### What this task involves
Transcribe the listing below line for line, keeping every word, number, and punctuation mark unchanged.

### Data shown
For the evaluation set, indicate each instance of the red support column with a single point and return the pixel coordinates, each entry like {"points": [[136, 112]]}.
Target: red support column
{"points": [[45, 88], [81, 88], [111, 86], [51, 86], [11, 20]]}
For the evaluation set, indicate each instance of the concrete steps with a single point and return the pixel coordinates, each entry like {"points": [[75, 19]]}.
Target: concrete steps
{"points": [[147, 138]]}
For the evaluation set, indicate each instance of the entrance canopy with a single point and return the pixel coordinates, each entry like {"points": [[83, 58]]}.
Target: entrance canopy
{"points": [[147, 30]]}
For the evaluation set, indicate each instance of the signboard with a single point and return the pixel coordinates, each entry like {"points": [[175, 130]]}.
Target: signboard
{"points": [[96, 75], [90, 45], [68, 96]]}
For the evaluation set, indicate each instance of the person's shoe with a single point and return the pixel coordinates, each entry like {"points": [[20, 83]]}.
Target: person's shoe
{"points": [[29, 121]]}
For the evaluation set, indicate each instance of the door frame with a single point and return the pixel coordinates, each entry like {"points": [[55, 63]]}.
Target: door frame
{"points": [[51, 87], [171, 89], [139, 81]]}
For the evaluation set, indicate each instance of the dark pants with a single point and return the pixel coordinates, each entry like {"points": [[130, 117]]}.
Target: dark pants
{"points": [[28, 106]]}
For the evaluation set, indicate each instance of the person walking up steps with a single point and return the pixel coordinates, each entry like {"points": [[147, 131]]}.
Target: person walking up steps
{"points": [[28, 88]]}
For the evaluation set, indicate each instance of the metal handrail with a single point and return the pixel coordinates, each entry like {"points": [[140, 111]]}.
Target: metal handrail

### Output of the exercise
For the evaluation set, indicate each instance of the red support column with a single point and return the pixel coordinates, each entry like {"points": [[136, 112]]}.
Target: red support column
{"points": [[45, 88], [81, 88], [111, 86], [51, 86], [11, 20]]}
For the evaluation set, indicate each instance of the concrete steps with a single point and return the pixel coordinates, each entry like {"points": [[75, 19]]}.
Target: concrete steps
{"points": [[147, 138]]}
For the evaluation set, indicate each instance of the entrance canopy with a single point and return the pixel coordinates, each entry like {"points": [[83, 58]]}.
Target: entrance canopy
{"points": [[147, 30]]}
For the evaluation set, indicate each instance of the signboard with a single point and return the pixel coordinates, each entry like {"points": [[175, 130]]}.
Target: signboard
{"points": [[96, 75], [90, 45], [68, 96]]}
For the evaluation set, indicate each instance of the person's shoe with a single point and return the pixel coordinates, each entry like {"points": [[20, 83]]}.
Target: person's shoe
{"points": [[29, 121]]}
For the evaluation set, indicate each instance of the door frame with a single point and return the pixel coordinates, each entry like {"points": [[55, 63]]}.
Target: door frame
{"points": [[51, 87], [171, 89], [139, 81]]}
For the evaluation set, indicate each instance of the dark pants with a single point and return the pixel coordinates, each entry like {"points": [[130, 117]]}.
Target: dark pants
{"points": [[28, 106]]}
For the evaluation set, indicate each instance of the person walking up steps with a single point and return the pixel coordinates, each entry like {"points": [[147, 131]]}.
Target: person walking up steps
{"points": [[28, 88]]}
For the evaluation set, indicate each instance of the metal handrail with a single point and return the pixel coordinates, each entry like {"points": [[140, 111]]}.
Target: metal handrail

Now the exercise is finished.